ACTIVITY:
Rewrite the material below, replacing "rough mask" with "coarse mask" everywhere and changing nothing else. Leave the pictures out of your version.

Items from a dataset
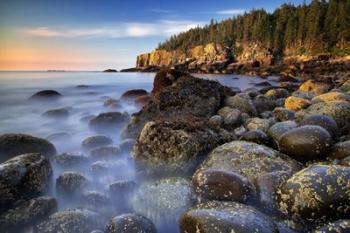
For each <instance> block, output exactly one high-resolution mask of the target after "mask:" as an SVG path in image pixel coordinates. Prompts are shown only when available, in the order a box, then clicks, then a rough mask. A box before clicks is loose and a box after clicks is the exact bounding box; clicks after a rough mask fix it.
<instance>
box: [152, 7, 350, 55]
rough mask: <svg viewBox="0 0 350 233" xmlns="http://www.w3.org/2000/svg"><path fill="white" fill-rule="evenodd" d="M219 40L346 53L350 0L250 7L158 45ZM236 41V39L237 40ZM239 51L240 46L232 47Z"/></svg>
mask: <svg viewBox="0 0 350 233" xmlns="http://www.w3.org/2000/svg"><path fill="white" fill-rule="evenodd" d="M211 42H214V43H221V44H223V45H224V46H227V47H232V48H233V47H235V45H237V44H242V43H256V44H258V45H259V46H263V47H266V48H269V49H271V51H273V52H274V53H276V54H283V52H284V51H285V49H293V51H296V53H297V54H298V55H303V54H310V55H312V54H320V53H331V54H336V55H349V54H350V0H329V1H326V0H321V1H319V0H313V1H312V2H311V3H310V4H306V3H305V2H304V3H303V4H301V5H298V6H295V5H293V4H283V5H282V6H280V7H279V8H277V9H276V10H275V11H274V12H273V13H268V12H266V11H265V10H264V9H254V10H251V11H250V12H246V13H244V14H243V15H238V16H234V17H232V18H229V19H226V20H223V21H221V22H217V21H215V20H213V19H212V20H211V22H210V24H208V25H205V26H204V27H199V26H198V27H196V28H193V29H190V30H189V31H187V32H183V33H180V34H178V35H173V36H171V37H170V38H169V39H168V40H166V41H165V42H163V43H160V44H159V45H158V49H165V50H168V51H173V50H177V49H180V50H183V51H186V50H187V49H189V48H192V47H194V46H197V45H205V44H208V43H211ZM237 42H238V43H237ZM233 49H234V50H235V53H239V52H240V50H241V48H239V47H238V48H233Z"/></svg>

PROBLEM SOLUTION:
For each <instance> block, output exactly one high-resolution mask of the target after "mask:" as an SVG path in image pixel coordinates. Prompts are shown only when available, in the order a box, then clicks, then a coarse mask. A box before clicks is loose and a box after clicks is the exact bounding box; clicks after a coarse mask fix it.
<instance>
box: [152, 7, 350, 55]
coarse mask: <svg viewBox="0 0 350 233" xmlns="http://www.w3.org/2000/svg"><path fill="white" fill-rule="evenodd" d="M219 40L346 53L350 0L250 7L158 45ZM236 41V39L237 40ZM239 51L240 46L232 47Z"/></svg>
mask: <svg viewBox="0 0 350 233" xmlns="http://www.w3.org/2000/svg"><path fill="white" fill-rule="evenodd" d="M211 42H214V43H221V44H223V45H224V46H227V47H232V48H233V47H235V45H237V44H242V43H256V44H258V45H259V46H263V47H266V48H269V49H271V51H273V52H274V53H276V54H283V52H284V51H285V49H293V51H296V53H297V54H298V55H303V54H310V55H312V54H320V53H331V54H336V55H349V54H350V0H329V1H326V0H321V1H319V0H313V1H312V2H311V3H310V4H306V3H305V2H304V3H303V4H301V5H298V6H295V5H293V4H283V5H282V6H280V7H279V8H277V9H276V10H275V11H274V12H273V13H268V12H266V11H265V10H264V9H254V10H251V11H250V12H246V13H244V14H243V15H238V16H234V17H232V18H229V19H226V20H223V21H221V22H217V21H215V20H213V19H212V20H211V22H210V24H208V25H205V26H204V27H199V26H198V27H196V28H193V29H190V30H189V31H187V32H183V33H180V34H178V35H173V36H171V37H170V38H169V39H168V40H166V41H165V42H163V43H160V44H159V45H158V49H165V50H168V51H173V50H177V49H180V50H183V51H186V50H187V49H189V48H192V47H194V46H197V45H205V44H208V43H211ZM237 42H238V43H237ZM233 49H234V50H235V53H239V52H240V50H241V48H239V47H238V48H233Z"/></svg>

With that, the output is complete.